→ **Data extract**
Start

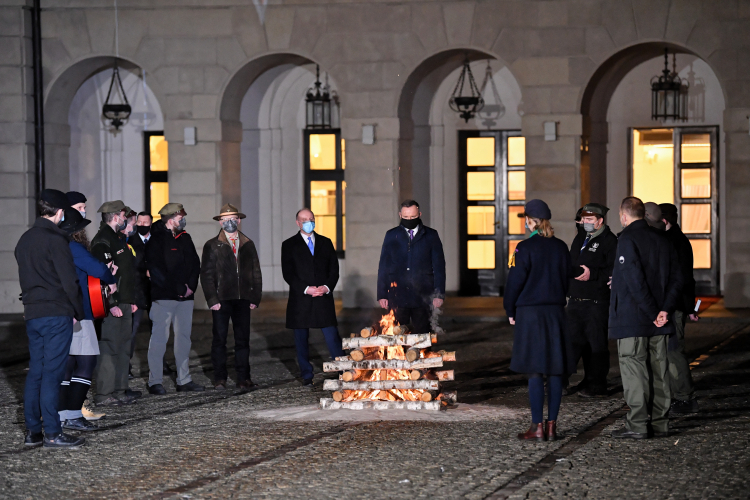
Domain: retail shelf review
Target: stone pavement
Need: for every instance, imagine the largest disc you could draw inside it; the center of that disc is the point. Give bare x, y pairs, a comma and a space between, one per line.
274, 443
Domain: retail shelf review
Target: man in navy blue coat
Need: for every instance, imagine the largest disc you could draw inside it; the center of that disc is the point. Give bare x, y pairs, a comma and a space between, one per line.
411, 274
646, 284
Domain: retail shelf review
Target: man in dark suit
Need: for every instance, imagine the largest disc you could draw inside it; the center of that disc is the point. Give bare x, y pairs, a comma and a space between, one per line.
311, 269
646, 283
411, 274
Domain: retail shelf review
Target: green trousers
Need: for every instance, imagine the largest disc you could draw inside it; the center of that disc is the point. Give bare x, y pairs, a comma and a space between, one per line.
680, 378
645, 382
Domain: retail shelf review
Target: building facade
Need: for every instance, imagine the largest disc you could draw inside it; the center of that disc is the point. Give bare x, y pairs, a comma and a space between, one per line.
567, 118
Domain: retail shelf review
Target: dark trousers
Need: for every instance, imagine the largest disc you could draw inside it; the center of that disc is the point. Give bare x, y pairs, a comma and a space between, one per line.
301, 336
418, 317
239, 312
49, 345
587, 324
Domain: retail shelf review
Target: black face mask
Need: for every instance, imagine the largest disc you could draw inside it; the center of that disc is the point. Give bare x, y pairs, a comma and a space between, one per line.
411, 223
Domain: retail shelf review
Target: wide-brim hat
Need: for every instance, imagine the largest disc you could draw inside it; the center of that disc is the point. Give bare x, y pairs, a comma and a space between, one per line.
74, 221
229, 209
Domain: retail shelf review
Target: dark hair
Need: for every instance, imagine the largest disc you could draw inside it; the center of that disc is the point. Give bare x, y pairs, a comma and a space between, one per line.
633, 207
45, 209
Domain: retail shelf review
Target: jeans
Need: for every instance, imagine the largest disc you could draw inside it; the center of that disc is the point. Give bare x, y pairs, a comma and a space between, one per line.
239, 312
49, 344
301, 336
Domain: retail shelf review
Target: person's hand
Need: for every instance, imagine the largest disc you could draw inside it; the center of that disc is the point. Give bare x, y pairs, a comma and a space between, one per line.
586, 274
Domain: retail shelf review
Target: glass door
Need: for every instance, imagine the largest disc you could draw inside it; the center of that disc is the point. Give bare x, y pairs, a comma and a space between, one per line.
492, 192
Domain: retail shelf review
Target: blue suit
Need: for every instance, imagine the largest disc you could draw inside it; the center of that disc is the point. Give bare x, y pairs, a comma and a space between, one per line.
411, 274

End

→ **Objective**
Leave out the pictures and print each record exactly as it stands.

→ **Solution below**
Domain: retail shelf review
Target: stone pavement
Need: for every instance, imagine the largest disc you could draw inside it; the center of that disc is the point. Give bare x, y pairs, a comma and a space between, one per line.
274, 443
Domain: retail shelf review
Target: man in navy blue coat
Need: for every instance, imagine the largest disc you could draw inside it; the center of that disc is the point. Give bare x, y pairs, a comma and a space between, one per line.
411, 274
646, 284
Domain: retail shelf review
Target: man in dark suit
Need: for every instance, imagine the largest disc you could draw inside it; the center of that disc is the point. Give bare x, y pairs, a comma and a space between, one per line.
311, 269
646, 283
411, 274
Domain: retail shelf review
Target: green trousers
Need: for every instance, imagine the largest disc you could draw inside it; the center of that disc is the point. Give bare x, y pairs, a comma and a space between, one per line.
680, 378
645, 382
Domain: retail shelf review
Target: building facade
Need: for every instance, imagine the largest disc you could draw inside it; the center of that disc is the point. Give bare x, y pairs, a comma and a space between, one per line.
567, 118
Domain: retail shelf review
Target: dark trousers
Need: for every instance, imagine the largest disc you could draw inside it; the center of that disc is the point. Give bare x, y pairs, a comma and a space between, one per line.
301, 336
418, 317
239, 312
49, 345
587, 324
Domain: retail shelf review
Target: black face mask
Need: for every instance, imagine the largest disc you could draw inside it; the center of that disc is the point. Give bare x, y pairs, a comma and a space between, one per line.
411, 223
Domain: retail shelf review
Target: wide-brim hat
Need: for every instance, imagine the largest disc you could draw inside it; the center of that disc is the point. Give bare x, y pairs, a comma and a space between, one per line.
74, 221
229, 209
Domain: retail shelf review
Target: dark hair
Need: for every instance, imagine the largest disc you could draw inside it; the center of that disc is the point. Give bare x, y pairs, a comma and a space between, one per line.
633, 207
45, 209
Domain: retail shelf review
Target: jeans
Need: for every instance, imagine the largest disc you could draw inside it; the center of that disc is the point. Give bare x, y pairs, a comma and a space between, one per line.
239, 312
49, 344
301, 336
Domain: retail shelf review
Target: person's hand
Need: for every instance, imagine the largest disc you could draw inside it; the center of that disc is the point. Give bare x, y pairs, a comma and a space between, one per line.
586, 274
Domain: retail shelf review
Target: glass door
Need: for every instance, imagine the largest disc you could draw inside it; the center of that disc is the point. Give bare x, y pairs, a comma and a space between, one per line.
492, 192
Domain: retail shelf review
Target: blue suit
Need: for every instance, imagine the largest disc you could draw inside it; the center of that disc is the point. Give bare x, y pairs, a comma and a space between, one per line.
411, 274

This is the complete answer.